> TASK DESCRIPTION:
Add 61 to every coordinate in the material between the lines holding "For every instance of the purple" and "For every instance of the flower cluster, the", inclusive. Write out only those lines again, requests included, with the new coordinates in place.

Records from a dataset
==============================
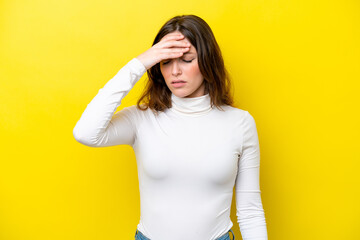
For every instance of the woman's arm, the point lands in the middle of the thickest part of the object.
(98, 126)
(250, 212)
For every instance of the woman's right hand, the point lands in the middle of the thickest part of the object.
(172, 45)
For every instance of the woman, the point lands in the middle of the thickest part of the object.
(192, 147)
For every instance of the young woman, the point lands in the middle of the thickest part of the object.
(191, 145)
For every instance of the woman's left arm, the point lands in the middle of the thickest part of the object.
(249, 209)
==============================
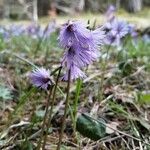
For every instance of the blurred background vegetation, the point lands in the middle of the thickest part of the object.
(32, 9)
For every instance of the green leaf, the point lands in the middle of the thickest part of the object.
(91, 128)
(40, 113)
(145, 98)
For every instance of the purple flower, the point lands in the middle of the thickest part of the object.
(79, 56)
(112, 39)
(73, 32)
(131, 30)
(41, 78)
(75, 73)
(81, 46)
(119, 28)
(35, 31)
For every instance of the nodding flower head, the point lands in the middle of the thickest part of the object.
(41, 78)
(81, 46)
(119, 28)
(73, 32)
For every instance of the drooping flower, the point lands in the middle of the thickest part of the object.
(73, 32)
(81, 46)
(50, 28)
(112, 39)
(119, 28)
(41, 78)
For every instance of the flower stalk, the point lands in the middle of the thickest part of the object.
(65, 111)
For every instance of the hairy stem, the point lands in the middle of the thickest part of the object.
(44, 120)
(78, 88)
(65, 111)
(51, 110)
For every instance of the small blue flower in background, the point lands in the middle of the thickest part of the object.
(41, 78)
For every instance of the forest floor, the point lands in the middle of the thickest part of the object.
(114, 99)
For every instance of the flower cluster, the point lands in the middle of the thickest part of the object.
==============================
> ANSWER FOR THE TASK:
For every instance of the purple flower, the point lands in the middle of the thickest part of the object.
(140, 117)
(173, 100)
(134, 93)
(192, 91)
(102, 139)
(136, 134)
(142, 107)
(180, 89)
(96, 92)
For every instance of the nodding flower head, the point lands in the middle of the thickest part of the object.
(102, 139)
(142, 107)
(180, 89)
(134, 93)
For every instance of the drooping flower, the point lands in the middle of the thickest part of the object.
(134, 93)
(142, 107)
(111, 89)
(173, 100)
(180, 89)
(102, 139)
For every instance of the flower stalk, the point lands in the middle of the thickest part of the object.
(126, 172)
For every instance of the hairy stem, the point lands in the middle of the thickest part of the object.
(105, 181)
(139, 149)
(126, 172)
(112, 171)
For every instance of the small blue flower in background, the point lands in the middle of the thickest part of the object.
(102, 139)
For every instance of the forest floor, the point lands in the middle of the thickest part of the object.
(175, 160)
For every instance of the flower cluster, the point lands in the middle of the thickest part of the object.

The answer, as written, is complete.